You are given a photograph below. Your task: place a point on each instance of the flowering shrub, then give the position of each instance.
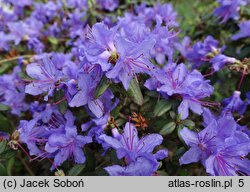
(109, 87)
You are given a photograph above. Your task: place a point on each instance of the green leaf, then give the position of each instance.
(102, 87)
(162, 107)
(63, 106)
(4, 107)
(53, 40)
(3, 145)
(168, 128)
(135, 92)
(76, 170)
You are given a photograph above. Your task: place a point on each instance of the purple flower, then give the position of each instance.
(191, 86)
(5, 40)
(230, 161)
(141, 167)
(120, 57)
(200, 51)
(229, 9)
(46, 77)
(244, 31)
(12, 91)
(235, 103)
(129, 145)
(137, 152)
(87, 83)
(221, 147)
(220, 60)
(109, 5)
(33, 135)
(133, 59)
(67, 144)
(101, 47)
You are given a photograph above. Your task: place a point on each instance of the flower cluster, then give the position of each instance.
(82, 71)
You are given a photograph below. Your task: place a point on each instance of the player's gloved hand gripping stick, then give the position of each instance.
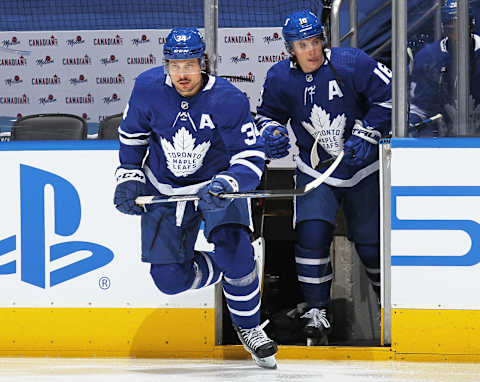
(142, 200)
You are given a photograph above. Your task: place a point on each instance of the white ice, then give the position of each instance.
(175, 370)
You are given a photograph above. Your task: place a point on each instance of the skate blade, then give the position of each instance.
(317, 341)
(267, 362)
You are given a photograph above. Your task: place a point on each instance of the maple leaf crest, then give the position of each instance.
(183, 157)
(331, 133)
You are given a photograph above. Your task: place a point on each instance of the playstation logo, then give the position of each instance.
(35, 254)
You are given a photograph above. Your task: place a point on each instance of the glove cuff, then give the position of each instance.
(361, 130)
(126, 174)
(231, 181)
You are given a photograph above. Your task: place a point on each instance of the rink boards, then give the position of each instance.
(435, 246)
(73, 284)
(70, 272)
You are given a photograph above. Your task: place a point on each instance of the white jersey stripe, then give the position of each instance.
(242, 298)
(133, 142)
(248, 164)
(315, 280)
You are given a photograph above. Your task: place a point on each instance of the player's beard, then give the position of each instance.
(187, 87)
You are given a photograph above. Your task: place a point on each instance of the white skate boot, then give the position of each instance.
(317, 327)
(257, 343)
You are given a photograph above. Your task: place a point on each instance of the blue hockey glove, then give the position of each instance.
(209, 200)
(130, 184)
(362, 146)
(276, 140)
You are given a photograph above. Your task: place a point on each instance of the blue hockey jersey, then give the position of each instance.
(327, 102)
(190, 140)
(433, 89)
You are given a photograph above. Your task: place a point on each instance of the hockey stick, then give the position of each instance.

▶ **WORK TO BE COMPLETED**:
Write out all of the lines above verbatim, leaving out the pictures.

▶ **EXERCISE RESPONSE**:
You are given a photograph below. Your task: place a point on each instance of the flowering shrub, then give the position of each instance.
(109, 87)
You are given a photograph above. Your task: place a point on each instance of the green leaf, then give the position of each instance.
(102, 87)
(162, 107)
(63, 106)
(4, 107)
(53, 40)
(3, 145)
(168, 128)
(135, 92)
(76, 170)
You are given a photograph above. Your task: place a point on each instance of the purple flower, then give the position of each instance.
(191, 86)
(5, 40)
(230, 161)
(141, 167)
(120, 57)
(200, 51)
(229, 9)
(46, 77)
(244, 31)
(12, 91)
(235, 103)
(129, 145)
(137, 152)
(87, 83)
(221, 147)
(220, 60)
(109, 5)
(33, 135)
(133, 59)
(67, 144)
(101, 47)
You are given a photograph above. Your task: place a point on each instance of the flower cluster, then give the position of each instance.
(82, 71)
You are given a photograph below. Your task: place a point on each instance of the player's gloved hand gripping stick, then give the position of each instance.
(142, 200)
You are given a photograph above. Your task: place a point on each instance of the white ice, then give the position of each instance.
(175, 370)
You are given a photograph above. Your task: place a point on each instance of the skate blade, then give the position of each instance.
(317, 341)
(267, 362)
You are given a photograph above. Your task: place a point on each instance of the maple leaf crest, then give the position of each instance.
(183, 157)
(331, 133)
You are given a photograph above. Your task: place a point on each instance of the playstation logo, then give the position of each instance.
(35, 254)
You are given a photograph above. Your task: place a point on each instance of the glove cuff, then give the position of each instance.
(361, 130)
(126, 174)
(231, 181)
You are given a photograph above. Your task: place a point on each instance of the rink boards, then give the position of each instance.
(435, 246)
(73, 284)
(70, 272)
You are given a photograph above. Your task: place a point on each instance of the white jersey stripe, then give the position of each instance.
(242, 298)
(133, 142)
(248, 164)
(315, 280)
You are given a photograph above. Your task: place a point on each instance of the player's beard, then give the position of each instance.
(187, 87)
You are given a photograph above. Your task: place a point on each instance of the white skate boot, then give the position of each instance.
(317, 327)
(257, 343)
You are given a photograph above. Your task: place a point on each instance of the blue hockey glove, then give the position of each instance.
(209, 200)
(130, 184)
(362, 146)
(276, 140)
You are given a photograph above. Your task: place a point on each instance of the blue hockey jersey, then give the position of each instance.
(327, 102)
(190, 140)
(433, 89)
You are given a photograph above. Your task: place a point on each instance of the hockey stick, then give the position of each instance.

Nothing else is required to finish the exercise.